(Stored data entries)
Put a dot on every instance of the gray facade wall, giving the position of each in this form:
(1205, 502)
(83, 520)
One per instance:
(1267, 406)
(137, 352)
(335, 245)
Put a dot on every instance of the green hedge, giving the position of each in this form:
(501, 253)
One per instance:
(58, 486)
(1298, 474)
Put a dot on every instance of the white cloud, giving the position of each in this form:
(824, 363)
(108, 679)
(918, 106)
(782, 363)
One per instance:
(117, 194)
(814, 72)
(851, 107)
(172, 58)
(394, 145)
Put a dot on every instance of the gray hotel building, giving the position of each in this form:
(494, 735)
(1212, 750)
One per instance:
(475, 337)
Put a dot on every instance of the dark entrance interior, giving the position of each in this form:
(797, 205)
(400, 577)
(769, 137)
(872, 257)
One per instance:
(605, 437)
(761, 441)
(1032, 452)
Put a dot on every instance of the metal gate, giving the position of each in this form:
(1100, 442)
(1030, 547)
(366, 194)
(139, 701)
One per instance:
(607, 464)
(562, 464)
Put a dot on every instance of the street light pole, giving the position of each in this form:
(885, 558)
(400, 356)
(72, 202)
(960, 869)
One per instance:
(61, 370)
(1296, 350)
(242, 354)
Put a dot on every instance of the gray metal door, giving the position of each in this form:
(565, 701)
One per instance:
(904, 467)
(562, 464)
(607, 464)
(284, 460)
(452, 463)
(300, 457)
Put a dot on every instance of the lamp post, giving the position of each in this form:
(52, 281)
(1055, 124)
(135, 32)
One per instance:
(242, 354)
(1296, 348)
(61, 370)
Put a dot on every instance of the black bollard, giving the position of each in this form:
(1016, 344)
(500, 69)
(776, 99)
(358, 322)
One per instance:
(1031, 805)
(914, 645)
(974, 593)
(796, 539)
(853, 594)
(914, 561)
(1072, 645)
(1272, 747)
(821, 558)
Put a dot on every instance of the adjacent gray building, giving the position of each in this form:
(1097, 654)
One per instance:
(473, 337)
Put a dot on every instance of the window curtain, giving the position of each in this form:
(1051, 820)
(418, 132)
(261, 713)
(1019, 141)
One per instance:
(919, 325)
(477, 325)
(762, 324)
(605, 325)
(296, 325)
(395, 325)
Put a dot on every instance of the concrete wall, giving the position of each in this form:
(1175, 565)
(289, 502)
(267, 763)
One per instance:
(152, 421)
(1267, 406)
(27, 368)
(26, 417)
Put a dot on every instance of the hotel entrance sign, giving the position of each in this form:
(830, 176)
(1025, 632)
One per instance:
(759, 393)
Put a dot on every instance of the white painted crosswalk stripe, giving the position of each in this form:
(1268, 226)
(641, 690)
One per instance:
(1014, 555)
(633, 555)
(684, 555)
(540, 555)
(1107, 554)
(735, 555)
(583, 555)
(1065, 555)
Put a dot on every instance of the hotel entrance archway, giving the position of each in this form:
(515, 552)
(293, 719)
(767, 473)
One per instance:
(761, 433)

→ **YOUR INSTRUCTIONS**: Wherever the word "wall" appears in a line of the data, copy that line.

→ **THE COMPLETED TASK**:
Put a dot on every instance of the gray facade wall, giving the position of each in this form:
Put a dot on every instance of the concrete wall, giving the position of each in this form:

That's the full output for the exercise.